Belum lagi perkara kehidupan di dunia maya—media
sosial—yang kian menguras daya hidup kita setiap harinya. Berlomba-lomba meraih
ina-ini-itu-anu, mencari pengakuan, dan kebutuhan memperluas jaringan/relasi
dengan jumlah pengikut. Bahkan, hingga merampas ruang privat penggunanya—tanpa
disadari. Masyarakat saat ini, kemudian, sering dibilang lemah dan memang
demikian adanya. Tantangan zaman tentu berubah dan pencapaian-pencapaian
manusia beserta kemampuannya pun turut berubah. Pun, jangan lupakan
ketidakmampuan-ketidakmampuannya. Bersosialisasi dan berinteraksi secara
langsung, misalnya. Sebut saja memang kita terlalu banyak bersembunyi.
Entah dari mana akar dan mulanya konsep healing
diperkenalkan pada masyarakat kita. Namun, istilah itu tentu bukan istilah
baru. Kemunculannya ke permukaan diiringi dengan kebutuhan masyarakat untuk
“menepi” dari ingar-bingar. Sialnya, tata lingkungan, tata kehidupan, dan
segala yang berkaitan dengan aktivitas-aktivitas era kapitalisme ini tidak
menyejahterakan batin. Maka, masyarakat membutuhkan healing—diiringi dengan
keperluan update instastory, barangkali.

### Tujuan Tugas
Teruskan teks tentang healing dan media sosial mulai setelah kalimat terakhirnya. Baris-baris berikut tidak ada hubungannya dengan teks tentang healing dan media sosial.

### Kumpulan Data

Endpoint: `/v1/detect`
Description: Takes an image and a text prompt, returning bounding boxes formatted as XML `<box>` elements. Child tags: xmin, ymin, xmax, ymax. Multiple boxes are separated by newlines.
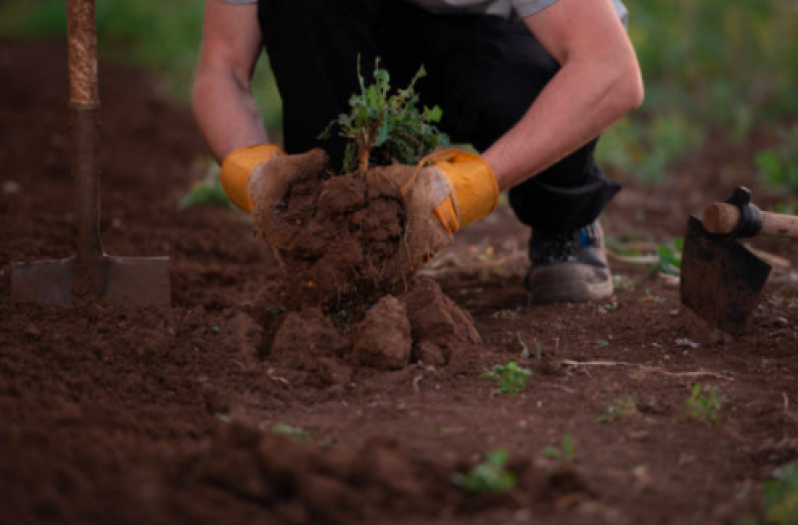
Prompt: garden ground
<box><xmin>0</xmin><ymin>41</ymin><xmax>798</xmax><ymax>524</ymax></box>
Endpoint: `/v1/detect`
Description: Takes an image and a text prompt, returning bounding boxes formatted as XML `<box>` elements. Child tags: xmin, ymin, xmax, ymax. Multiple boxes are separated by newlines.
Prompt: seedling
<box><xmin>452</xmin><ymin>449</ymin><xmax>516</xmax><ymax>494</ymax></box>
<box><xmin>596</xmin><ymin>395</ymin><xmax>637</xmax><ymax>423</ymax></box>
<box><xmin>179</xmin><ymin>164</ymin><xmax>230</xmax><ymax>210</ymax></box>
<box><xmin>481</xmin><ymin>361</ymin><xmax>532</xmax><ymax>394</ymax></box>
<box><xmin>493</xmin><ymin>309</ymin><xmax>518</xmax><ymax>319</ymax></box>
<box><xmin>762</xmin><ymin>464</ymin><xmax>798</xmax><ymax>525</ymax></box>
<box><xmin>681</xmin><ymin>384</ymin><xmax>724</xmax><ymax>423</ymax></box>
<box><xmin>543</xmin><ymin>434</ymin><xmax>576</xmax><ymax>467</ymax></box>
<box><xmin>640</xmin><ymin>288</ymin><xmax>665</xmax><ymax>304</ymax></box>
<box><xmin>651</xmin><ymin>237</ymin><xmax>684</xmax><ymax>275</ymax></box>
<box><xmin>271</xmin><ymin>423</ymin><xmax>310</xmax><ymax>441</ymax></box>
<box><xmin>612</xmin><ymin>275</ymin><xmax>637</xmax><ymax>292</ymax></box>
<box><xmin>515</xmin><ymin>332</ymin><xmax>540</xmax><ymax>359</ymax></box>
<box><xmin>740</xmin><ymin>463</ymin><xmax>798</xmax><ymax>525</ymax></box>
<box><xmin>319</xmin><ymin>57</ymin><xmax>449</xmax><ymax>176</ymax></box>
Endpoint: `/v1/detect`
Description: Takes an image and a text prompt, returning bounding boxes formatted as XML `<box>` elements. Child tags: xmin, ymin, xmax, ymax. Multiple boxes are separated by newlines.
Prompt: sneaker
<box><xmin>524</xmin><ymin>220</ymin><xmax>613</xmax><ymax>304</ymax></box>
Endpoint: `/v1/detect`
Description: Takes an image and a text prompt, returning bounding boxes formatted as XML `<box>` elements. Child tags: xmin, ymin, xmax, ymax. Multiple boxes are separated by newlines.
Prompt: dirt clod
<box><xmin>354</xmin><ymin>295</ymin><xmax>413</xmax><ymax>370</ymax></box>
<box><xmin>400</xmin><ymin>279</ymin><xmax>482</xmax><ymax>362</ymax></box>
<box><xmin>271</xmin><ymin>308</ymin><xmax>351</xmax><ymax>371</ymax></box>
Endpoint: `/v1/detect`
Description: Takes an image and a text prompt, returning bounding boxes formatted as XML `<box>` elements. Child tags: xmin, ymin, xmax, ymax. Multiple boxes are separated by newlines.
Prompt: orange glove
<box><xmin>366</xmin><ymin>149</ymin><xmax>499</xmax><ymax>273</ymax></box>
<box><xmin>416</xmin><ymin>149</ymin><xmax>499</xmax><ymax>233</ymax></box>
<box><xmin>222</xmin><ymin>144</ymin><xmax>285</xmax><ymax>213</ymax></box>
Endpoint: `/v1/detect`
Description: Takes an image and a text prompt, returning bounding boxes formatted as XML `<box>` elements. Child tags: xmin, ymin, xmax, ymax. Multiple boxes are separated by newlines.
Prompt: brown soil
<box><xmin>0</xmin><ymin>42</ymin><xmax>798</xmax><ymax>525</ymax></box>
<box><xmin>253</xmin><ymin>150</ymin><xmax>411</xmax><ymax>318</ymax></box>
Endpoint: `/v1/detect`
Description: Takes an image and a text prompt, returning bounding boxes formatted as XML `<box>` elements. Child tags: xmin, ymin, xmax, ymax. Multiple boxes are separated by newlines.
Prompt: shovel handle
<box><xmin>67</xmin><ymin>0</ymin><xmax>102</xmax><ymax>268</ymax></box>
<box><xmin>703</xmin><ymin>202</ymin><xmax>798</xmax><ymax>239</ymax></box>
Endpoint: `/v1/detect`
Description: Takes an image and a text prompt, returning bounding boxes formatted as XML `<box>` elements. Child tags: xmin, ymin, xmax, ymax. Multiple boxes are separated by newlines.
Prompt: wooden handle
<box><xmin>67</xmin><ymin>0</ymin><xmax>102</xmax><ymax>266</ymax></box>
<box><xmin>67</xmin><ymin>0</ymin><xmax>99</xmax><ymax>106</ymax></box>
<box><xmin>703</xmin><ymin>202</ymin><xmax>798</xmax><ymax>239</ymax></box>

### Hasil
Diperuntukkanlah healing bagi siapa-siapa yang
merasa kehilangan, yang merasa tidak utuh dan terasing.
Dampak baiknya yakni pada sektor pariwisata yang dapat
mempromosikan diri melalui iming-iming healing. Ya, kapitalisme,
kesehatan mental, dan pariwisata. Kesemuanya menjadi semacam lingkaran tak
putus yang saling berkaitan dan saling mengomodifikasi.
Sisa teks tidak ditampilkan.